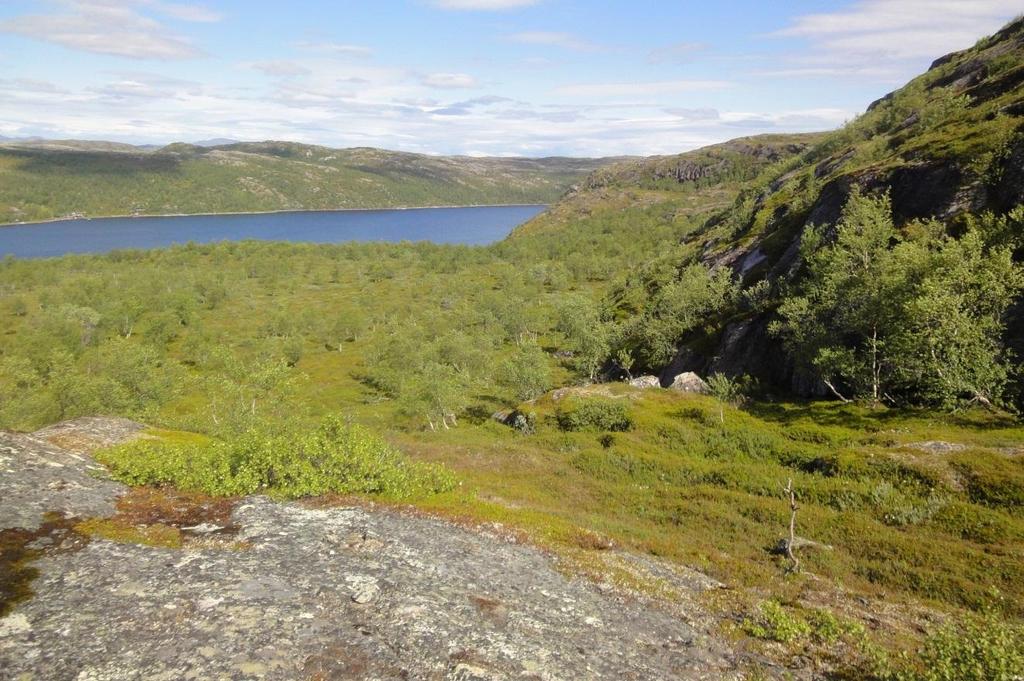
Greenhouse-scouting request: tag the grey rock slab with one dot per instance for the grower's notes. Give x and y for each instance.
(312, 593)
(37, 477)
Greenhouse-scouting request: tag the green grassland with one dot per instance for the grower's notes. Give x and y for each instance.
(48, 180)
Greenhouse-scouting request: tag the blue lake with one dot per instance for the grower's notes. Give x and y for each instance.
(474, 225)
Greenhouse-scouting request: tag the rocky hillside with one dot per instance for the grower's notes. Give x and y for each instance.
(47, 179)
(949, 146)
(188, 587)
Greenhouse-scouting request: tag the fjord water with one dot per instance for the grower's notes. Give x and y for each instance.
(472, 225)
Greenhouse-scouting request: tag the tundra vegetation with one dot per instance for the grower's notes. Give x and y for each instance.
(907, 465)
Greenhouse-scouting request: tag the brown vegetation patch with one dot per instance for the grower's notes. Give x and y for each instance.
(19, 548)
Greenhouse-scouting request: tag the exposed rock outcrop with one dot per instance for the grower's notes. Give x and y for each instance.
(317, 593)
(688, 382)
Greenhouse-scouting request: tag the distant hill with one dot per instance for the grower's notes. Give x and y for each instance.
---*---
● **YOUR GOAL**: Rewrite every line of the rows above, requests included, leaving out the pictures. Multiply each x and y coordinate in the answers by 0.85 and round to whole numbers, with halves going up.

● **REPLY**:
Greenhouse-scouting request: tag the grey rock slab with one dot per instance for the grower's notes. Give x and y for each instance.
(265, 504)
(31, 405)
Greenhouse-scouting request: tag the green grassland with one dot per instance for the grower's notes. Give x and y for each instance.
(41, 153)
Greenhouse-scouting request: tag the blue lake with one dot per instance for the grower's notes. Give x and y for each instance.
(403, 191)
Greenhouse-scouting request: tag the rocky hillside with one dot per instance for the grower's notes. Give x and y for each instance.
(40, 152)
(807, 124)
(160, 499)
Greenhouse-scouting request: tag the fjord water with one dot per instance for the grower's notes. Give x and y for each instance.
(401, 191)
Greenhouse-scouting request: tag the tundra vegetation with one dot per instance for the grower's notes. Give x and y for each instance.
(771, 395)
Greenhouse-scouting request: tag the brown vegetation patch with one dot per instance for the grower's notes. Give x and y for each instance.
(16, 466)
Greenhouse-scouting request: tag the exposed rock outcrop with one dot per instance for the grower's notes. Give x and y for each instance.
(269, 504)
(585, 325)
Greenhouse-scouting request: tag the distant hill with one dot per instance for the grower's notes. Give x and y for each instance.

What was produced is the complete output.